■ Work to be completed
May I have the line containing "The component shall provide one point per instance of the green" and every line after it through the end of the data, repeated exactly and with no other lines?

[[ Available records, beginning ]]

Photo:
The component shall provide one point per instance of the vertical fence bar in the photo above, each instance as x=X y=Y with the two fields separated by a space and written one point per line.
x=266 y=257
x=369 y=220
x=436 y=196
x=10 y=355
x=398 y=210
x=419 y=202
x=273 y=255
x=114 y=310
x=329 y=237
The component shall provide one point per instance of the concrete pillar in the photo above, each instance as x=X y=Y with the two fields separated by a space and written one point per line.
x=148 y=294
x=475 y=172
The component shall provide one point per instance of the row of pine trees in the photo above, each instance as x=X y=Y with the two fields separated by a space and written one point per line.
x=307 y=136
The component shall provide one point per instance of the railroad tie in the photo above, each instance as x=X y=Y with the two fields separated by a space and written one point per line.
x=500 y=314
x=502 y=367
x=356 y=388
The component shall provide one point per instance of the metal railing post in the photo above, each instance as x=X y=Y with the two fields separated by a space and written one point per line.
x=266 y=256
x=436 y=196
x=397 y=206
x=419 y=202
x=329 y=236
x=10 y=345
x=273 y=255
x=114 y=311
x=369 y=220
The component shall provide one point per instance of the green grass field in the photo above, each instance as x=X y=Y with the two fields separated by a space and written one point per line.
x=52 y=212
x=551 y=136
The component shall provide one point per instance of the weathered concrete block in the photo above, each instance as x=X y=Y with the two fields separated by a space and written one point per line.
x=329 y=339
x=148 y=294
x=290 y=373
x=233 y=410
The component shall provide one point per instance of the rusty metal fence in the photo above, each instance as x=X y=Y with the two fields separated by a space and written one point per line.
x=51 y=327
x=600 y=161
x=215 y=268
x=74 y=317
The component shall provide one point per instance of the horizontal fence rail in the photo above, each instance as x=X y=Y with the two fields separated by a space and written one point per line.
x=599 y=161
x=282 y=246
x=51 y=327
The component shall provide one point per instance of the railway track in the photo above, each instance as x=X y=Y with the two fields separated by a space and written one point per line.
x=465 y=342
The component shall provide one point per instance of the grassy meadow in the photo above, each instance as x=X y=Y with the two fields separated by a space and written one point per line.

[[ Available records, end ]]

■ Written answer
The component shall provide one point per instance of the green grass field in the photo above, each instance as x=X y=Y with the two fields separated by a space and written one point per line.
x=52 y=212
x=551 y=136
The component shall provide one point per instance of the weathered concrete block in the photo above, each instance as x=X y=Y with the two fields separated by a space and written one point per line.
x=329 y=339
x=148 y=294
x=290 y=373
x=233 y=410
The component shall provide one point per instance of the rusty metal fence in the photo above, each instance as x=X y=Y with the two fields separated by a space and written one point per line.
x=51 y=327
x=600 y=161
x=215 y=268
x=74 y=317
The component shall provide one point per instance of the horizontal fence rail in the photo above, each instance as x=X y=Y with the two fields separated by a space and written one point per line.
x=599 y=161
x=282 y=246
x=51 y=327
The component shall provide one point per instance of the railway track in the photo above, each instance as x=X y=Y with the two fields separated by a space and written one point per line.
x=465 y=342
The component shall provide one point per instance of the grassy meadow in the photo above, each instance as x=X y=Y with the two fields separated by a space and written one point per line.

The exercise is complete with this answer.